• CONSIGNA: Traduce al inglés esta oración del fragmento sobre Mannahatta: «En Mannahatta había 627 especies de plantas, 233 variedades de pájaros y una biodiversidad por hectárea superior a las de Yosemite o Yellowstone».

• FRAGMENTO:
—————
Estamos en Central Park, en uno de los contadísimos vestigios de lo que era Mannahatta (la isla de las muchas colinas) antes de que pasara por encima el rodillo de la civilización. Sanderson arranca aquí, en uno de los puntos más altos del oasis urbano, sus viajes fascinantes por el Nueva York de hace cuatrocientos años…
«En Mannahatta había 627 especies de plantas, 233 variedades de pájaros y una biodiversidad por hectárea superior a las de Yosemite o Yellowstone. Si hubiera llegado así a nuestros días, sería sin duda la pequeña joya de nuestros parques nacionales».
—————
(Bloque de datos)
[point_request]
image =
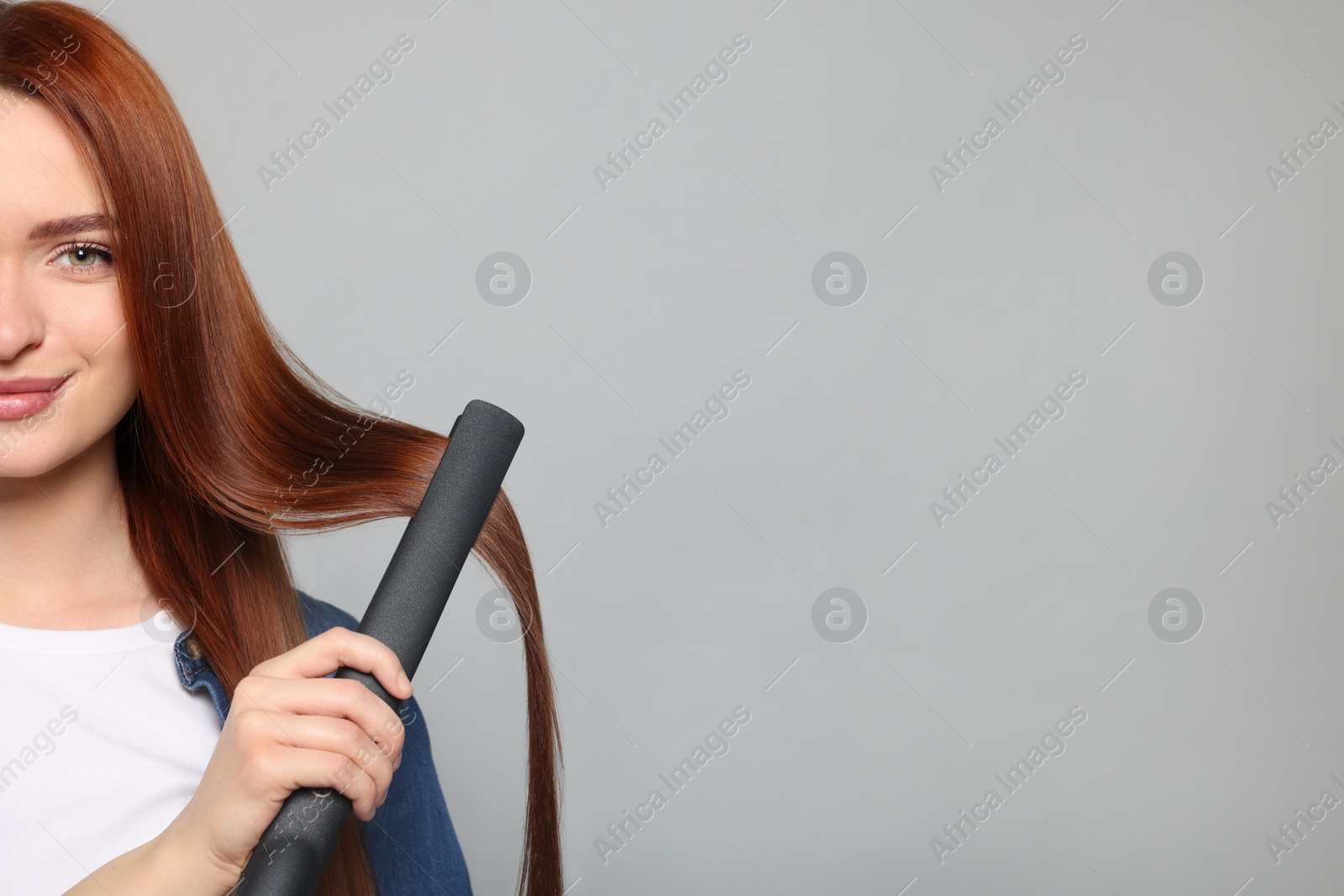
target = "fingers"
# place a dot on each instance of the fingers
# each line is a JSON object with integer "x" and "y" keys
—————
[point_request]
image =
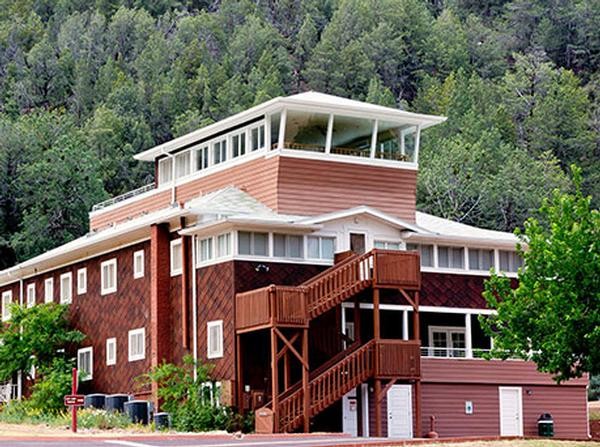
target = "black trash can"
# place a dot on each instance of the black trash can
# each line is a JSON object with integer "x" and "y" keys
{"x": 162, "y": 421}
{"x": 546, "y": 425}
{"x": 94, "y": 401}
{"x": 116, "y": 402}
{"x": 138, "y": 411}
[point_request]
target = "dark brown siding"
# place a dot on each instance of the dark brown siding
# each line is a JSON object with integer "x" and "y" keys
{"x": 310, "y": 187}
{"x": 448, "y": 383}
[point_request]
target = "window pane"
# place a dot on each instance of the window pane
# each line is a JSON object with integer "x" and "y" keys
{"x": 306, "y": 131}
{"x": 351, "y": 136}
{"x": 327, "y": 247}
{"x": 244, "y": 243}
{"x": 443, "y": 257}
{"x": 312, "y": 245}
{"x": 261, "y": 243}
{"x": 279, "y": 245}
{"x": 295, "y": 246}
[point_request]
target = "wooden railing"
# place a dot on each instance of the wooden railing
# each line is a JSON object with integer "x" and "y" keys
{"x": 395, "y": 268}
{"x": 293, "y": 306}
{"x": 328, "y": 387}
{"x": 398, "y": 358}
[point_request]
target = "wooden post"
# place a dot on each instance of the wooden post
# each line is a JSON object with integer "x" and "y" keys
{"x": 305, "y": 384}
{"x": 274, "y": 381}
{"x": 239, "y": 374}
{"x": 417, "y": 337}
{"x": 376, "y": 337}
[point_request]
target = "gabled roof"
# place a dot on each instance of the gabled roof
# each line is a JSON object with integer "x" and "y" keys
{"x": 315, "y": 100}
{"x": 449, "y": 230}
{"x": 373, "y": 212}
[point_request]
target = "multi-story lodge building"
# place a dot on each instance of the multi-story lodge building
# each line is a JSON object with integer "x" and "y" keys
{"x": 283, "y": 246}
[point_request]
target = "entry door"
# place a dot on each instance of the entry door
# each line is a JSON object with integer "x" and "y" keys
—————
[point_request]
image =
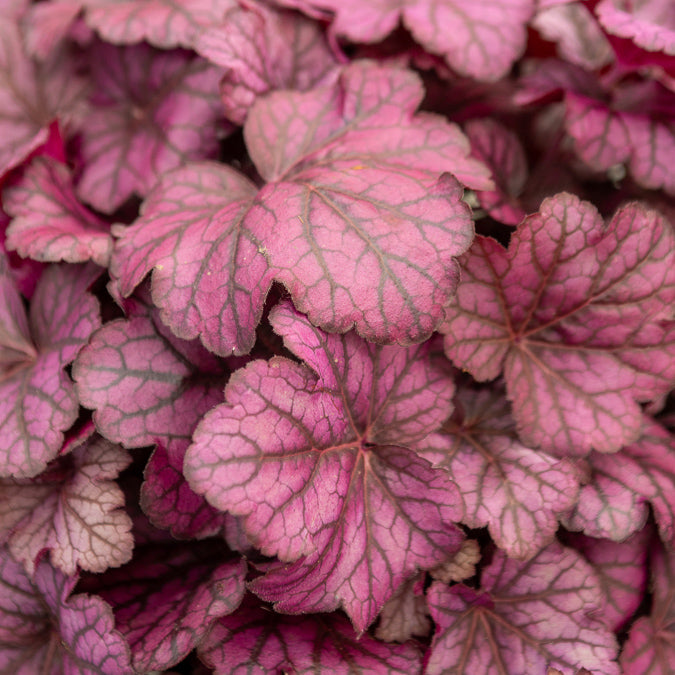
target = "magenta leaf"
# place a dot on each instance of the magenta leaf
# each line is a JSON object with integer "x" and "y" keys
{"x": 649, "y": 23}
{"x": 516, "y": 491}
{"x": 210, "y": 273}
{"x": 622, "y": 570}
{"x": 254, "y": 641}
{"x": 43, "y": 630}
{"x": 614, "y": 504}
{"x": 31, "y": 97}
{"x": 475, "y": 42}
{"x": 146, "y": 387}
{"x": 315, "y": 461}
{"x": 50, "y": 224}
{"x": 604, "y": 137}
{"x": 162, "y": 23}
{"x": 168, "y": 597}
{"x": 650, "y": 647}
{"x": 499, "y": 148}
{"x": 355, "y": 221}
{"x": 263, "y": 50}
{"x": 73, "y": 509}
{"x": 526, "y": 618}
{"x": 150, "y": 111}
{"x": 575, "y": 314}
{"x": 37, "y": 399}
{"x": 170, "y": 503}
—————
• SOLUCIÓN: In Mannahatta there were 627 species of plants, 233 varieties of birds, and a biodiversity per hectare greater than that of Yosemite or Yellowstone.